# Texte retenu:

Se livrant à une fresque horrifique allant des anciennes démocraties populaires d’Europe centrale et orientale aux inclinaisons zemmouriennes, Stéphanie Courouble Share analyse avec finesse la menace négationniste, qui « ne nie pas mais déforme et déguise ». En ressort une activité insidieuse tissant sa toile. Et reprenant à son compte l’hégémonie culturelle gramscienne, que l’extrême droite européenne n’aura cessé de retourner comme un gant ces dernières années.

Un seul exemple de ce pouvoir d’influence grandissant : l’association « Je révise avec toi », financée par Guillaume Venner, banquier fils du post-nazi Dominique Venner. Celui-ci avait commis à Notre-Dame, en 2013, un suicide de remontrance ambitionnant d’alerter l’Occident sur sa supposée décadence, le présumé « grand remplacement » et tutti quanti. « Je révise avec toi », qui s’adresse aux élèves du collège, bourre le mou avec vaillance sur sa chaîne YouTube aux accents négationnistes prononcés.

Vincent Reynouard, quant à lui, vaticine sur son site, y tient boutique ouverte, poste des billets de blog via un VPN et s’étonne même que son livre ne soit pas interdit. Jérôme Bourbon ne cesse de lui faire la courte échelle dans Rivarol. Roulez business, les écorcheurs de vérité son parmi nous et l’autorité publique s’en moque comme de colin-tampon !

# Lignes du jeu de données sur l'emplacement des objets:
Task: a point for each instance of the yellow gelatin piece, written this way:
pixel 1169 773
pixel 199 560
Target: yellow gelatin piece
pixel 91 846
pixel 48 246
---
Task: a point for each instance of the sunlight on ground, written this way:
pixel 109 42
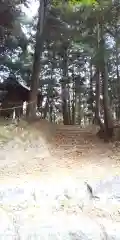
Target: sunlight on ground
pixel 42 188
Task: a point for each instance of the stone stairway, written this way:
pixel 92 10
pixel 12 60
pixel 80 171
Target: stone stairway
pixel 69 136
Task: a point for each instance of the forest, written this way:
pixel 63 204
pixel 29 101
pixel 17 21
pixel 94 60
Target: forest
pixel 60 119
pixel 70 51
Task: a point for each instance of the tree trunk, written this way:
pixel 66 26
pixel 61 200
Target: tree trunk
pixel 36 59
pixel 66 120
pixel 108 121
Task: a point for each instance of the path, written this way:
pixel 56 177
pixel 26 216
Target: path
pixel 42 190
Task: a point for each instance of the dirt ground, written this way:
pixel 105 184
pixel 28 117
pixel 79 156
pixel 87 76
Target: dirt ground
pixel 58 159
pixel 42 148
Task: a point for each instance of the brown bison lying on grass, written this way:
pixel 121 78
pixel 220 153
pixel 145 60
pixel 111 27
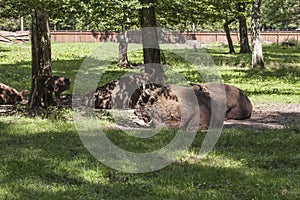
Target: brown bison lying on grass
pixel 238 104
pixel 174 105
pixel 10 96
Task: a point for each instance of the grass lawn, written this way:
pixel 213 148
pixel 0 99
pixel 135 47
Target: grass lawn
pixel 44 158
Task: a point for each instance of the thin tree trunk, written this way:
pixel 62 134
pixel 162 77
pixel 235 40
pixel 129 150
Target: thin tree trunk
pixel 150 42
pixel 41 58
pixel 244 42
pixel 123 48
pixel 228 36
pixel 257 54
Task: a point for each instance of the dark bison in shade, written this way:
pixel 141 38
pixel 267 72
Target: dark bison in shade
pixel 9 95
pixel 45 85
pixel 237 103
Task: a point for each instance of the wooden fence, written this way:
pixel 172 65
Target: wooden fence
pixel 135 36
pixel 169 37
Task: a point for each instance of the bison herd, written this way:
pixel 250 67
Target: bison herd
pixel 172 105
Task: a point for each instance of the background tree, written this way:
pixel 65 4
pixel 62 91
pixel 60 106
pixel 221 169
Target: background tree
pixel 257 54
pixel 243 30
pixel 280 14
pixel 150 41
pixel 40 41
==
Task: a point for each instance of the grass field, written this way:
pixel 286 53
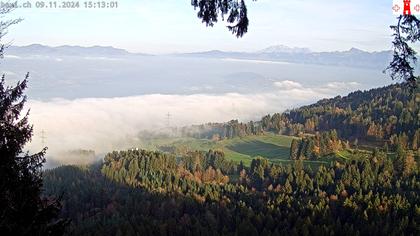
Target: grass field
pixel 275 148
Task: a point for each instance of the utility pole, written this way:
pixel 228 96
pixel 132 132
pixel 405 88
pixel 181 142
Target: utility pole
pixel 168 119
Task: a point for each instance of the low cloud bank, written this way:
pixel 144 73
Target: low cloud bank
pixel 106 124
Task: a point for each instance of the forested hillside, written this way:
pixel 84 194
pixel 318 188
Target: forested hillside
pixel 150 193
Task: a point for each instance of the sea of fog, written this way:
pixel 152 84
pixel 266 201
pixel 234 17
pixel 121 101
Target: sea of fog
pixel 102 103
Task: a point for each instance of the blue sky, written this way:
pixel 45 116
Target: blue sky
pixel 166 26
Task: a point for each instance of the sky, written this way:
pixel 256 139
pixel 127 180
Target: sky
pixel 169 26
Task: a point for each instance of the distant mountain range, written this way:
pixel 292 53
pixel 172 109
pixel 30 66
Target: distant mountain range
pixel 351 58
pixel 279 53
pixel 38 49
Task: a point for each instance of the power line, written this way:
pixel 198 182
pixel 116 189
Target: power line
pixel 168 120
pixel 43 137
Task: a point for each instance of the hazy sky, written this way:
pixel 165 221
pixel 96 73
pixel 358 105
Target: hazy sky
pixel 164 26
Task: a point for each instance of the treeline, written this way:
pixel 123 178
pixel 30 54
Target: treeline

# Consigne:
Recopiez en entier le texte sur la menace négationniste, sans y changer un seul mot.

# Réponse attendue:
Se livrant à une fresque horrifique allant des anciennes démocraties populaires d’Europe centrale et orientale aux inclinaisons zemmouriennes, Stéphanie Courouble Share analyse avec finesse la menace négationniste, qui « ne nie pas mais déforme et déguise ». En ressort une activité insidieuse tissant sa toile. Et reprenant à son compte l’hégémonie culturelle gramscienne, que l’extrême droite européenne n’aura cessé de retourner comme un gant ces dernières années.

Un seul exemple de ce pouvoir d’influence grandissant : l’association « Je révise avec toi », financée par Guillaume Venner, banquier fils du post-nazi Dominique Venner. Celui-ci avait commis à Notre-Dame, en 2013, un suicide de remontrance ambitionnant d’alerter l’Occident sur sa supposée décadence, le présumé « grand remplacement » et tutti quanti. « Je révise avec toi », qui s’adresse aux élèves du collège, bourre le mou avec vaillance sur sa chaîne YouTube aux accents négationnistes prononcés.

Vincent Reynouard, quant à lui, vaticine sur son site, y tient boutique ouverte, poste des billets de blog via un VPN et s’étonne même que son livre ne soit pas interdit. Jérôme Bourbon ne cesse de lui faire la courte échelle dans Rivarol. Roulez business, les écorcheurs de vérité son parmi nous et l’autorité publique s’en moque comme de colin-tampon !